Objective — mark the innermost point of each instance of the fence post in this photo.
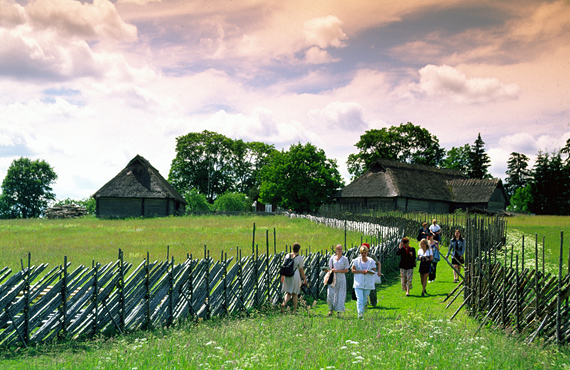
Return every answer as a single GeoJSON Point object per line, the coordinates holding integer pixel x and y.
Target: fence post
{"type": "Point", "coordinates": [147, 285]}
{"type": "Point", "coordinates": [64, 298]}
{"type": "Point", "coordinates": [267, 267]}
{"type": "Point", "coordinates": [536, 278]}
{"type": "Point", "coordinates": [518, 313]}
{"type": "Point", "coordinates": [559, 295]}
{"type": "Point", "coordinates": [171, 293]}
{"type": "Point", "coordinates": [207, 257]}
{"type": "Point", "coordinates": [122, 289]}
{"type": "Point", "coordinates": [27, 300]}
{"type": "Point", "coordinates": [225, 282]}
{"type": "Point", "coordinates": [95, 266]}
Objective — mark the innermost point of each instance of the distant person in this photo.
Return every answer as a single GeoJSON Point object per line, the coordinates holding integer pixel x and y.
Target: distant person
{"type": "Point", "coordinates": [425, 256]}
{"type": "Point", "coordinates": [435, 230]}
{"type": "Point", "coordinates": [407, 263]}
{"type": "Point", "coordinates": [424, 230]}
{"type": "Point", "coordinates": [457, 252]}
{"type": "Point", "coordinates": [363, 269]}
{"type": "Point", "coordinates": [373, 295]}
{"type": "Point", "coordinates": [292, 284]}
{"type": "Point", "coordinates": [336, 296]}
{"type": "Point", "coordinates": [434, 246]}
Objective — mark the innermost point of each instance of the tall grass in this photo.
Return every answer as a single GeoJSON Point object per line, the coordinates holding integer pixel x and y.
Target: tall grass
{"type": "Point", "coordinates": [401, 333]}
{"type": "Point", "coordinates": [90, 239]}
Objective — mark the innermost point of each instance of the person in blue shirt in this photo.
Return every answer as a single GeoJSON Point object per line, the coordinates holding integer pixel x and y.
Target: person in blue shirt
{"type": "Point", "coordinates": [457, 252]}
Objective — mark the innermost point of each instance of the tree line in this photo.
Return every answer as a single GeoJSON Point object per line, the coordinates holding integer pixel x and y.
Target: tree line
{"type": "Point", "coordinates": [214, 172]}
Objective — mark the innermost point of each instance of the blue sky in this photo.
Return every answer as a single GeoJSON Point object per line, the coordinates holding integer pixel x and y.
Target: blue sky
{"type": "Point", "coordinates": [87, 85]}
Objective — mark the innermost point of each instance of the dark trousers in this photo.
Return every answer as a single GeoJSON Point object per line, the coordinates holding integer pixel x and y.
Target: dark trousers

━━━━━━━━━━

= Task prompt =
Render the listing above as a JSON array of strings, one string per line, skipping any blank lines and leaving out the picture.

= Worked solution =
[
  "Objective — mark the innermost point of each instance of the fence post in this photo.",
  "Return every answer as a single GeoJSON Point object per line, the coordinates holding integer pixel x and y.",
  "Target: fence post",
  "{\"type\": \"Point\", \"coordinates\": [147, 285]}",
  "{\"type\": \"Point\", \"coordinates\": [64, 298]}",
  "{\"type\": \"Point\", \"coordinates\": [267, 267]}",
  "{\"type\": \"Point\", \"coordinates\": [536, 278]}",
  "{\"type\": \"Point\", \"coordinates\": [518, 313]}",
  "{\"type\": \"Point\", \"coordinates\": [559, 295]}",
  "{\"type\": \"Point\", \"coordinates\": [171, 293]}",
  "{\"type\": \"Point\", \"coordinates\": [207, 257]}",
  "{\"type\": \"Point\", \"coordinates\": [122, 289]}",
  "{\"type\": \"Point\", \"coordinates\": [27, 300]}",
  "{\"type\": \"Point\", \"coordinates\": [225, 282]}",
  "{\"type\": \"Point\", \"coordinates\": [95, 266]}",
  "Objective — mark the innermost point of each instance of the distant person in this photo.",
  "Return every answer as a single GeoJSON Point object per line, the coordinates holding integer pixel x and y.",
  "Target: distant person",
  "{\"type\": \"Point\", \"coordinates\": [425, 256]}",
  "{\"type\": \"Point\", \"coordinates\": [435, 230]}",
  "{\"type\": \"Point\", \"coordinates\": [407, 263]}",
  "{\"type\": \"Point\", \"coordinates\": [424, 230]}",
  "{\"type\": \"Point\", \"coordinates\": [457, 252]}",
  "{\"type\": \"Point\", \"coordinates\": [363, 269]}",
  "{\"type\": \"Point\", \"coordinates\": [373, 295]}",
  "{\"type\": \"Point\", \"coordinates\": [292, 284]}",
  "{\"type\": \"Point\", \"coordinates\": [336, 296]}",
  "{\"type\": \"Point\", \"coordinates\": [434, 246]}",
  "Objective — mark the innermost point of each instance of the tall grass in this photo.",
  "Return every answer as a single GeoJSON Point object per line, the coordinates holding integer pixel x and y.",
  "Target: tall grass",
  "{\"type\": \"Point\", \"coordinates\": [401, 333]}",
  "{\"type\": \"Point\", \"coordinates\": [90, 239]}",
  "Objective — mark the innermost point of each instance of the person in blue shirt in this photo.",
  "Return every answer as a single GeoJSON Point object per line, the coordinates holding integer pixel x and y.",
  "Target: person in blue shirt",
  "{\"type\": \"Point\", \"coordinates\": [457, 252]}",
  "Objective — mark the innermost point of each instance of the tree line in this photo.",
  "Return every answer as a single GeoJSON Point object per line, the coordinates holding integer pixel x and y.",
  "Target: tree line",
  "{\"type\": \"Point\", \"coordinates\": [214, 172]}",
  "Objective — mark the innermost point of each instance of the blue sky in this photo.",
  "Return every answer as a single GeoJSON Point object per line, the coordinates holding integer pixel x and y.",
  "Target: blue sky",
  "{\"type\": \"Point\", \"coordinates\": [87, 85]}",
  "Objective — mark the innermost point of each instance of the dark trousers in this photo.",
  "Return every answer as a single GeoJSON Point object per line, the coordinates holding integer pixel x and y.",
  "Target: dark trousers"
]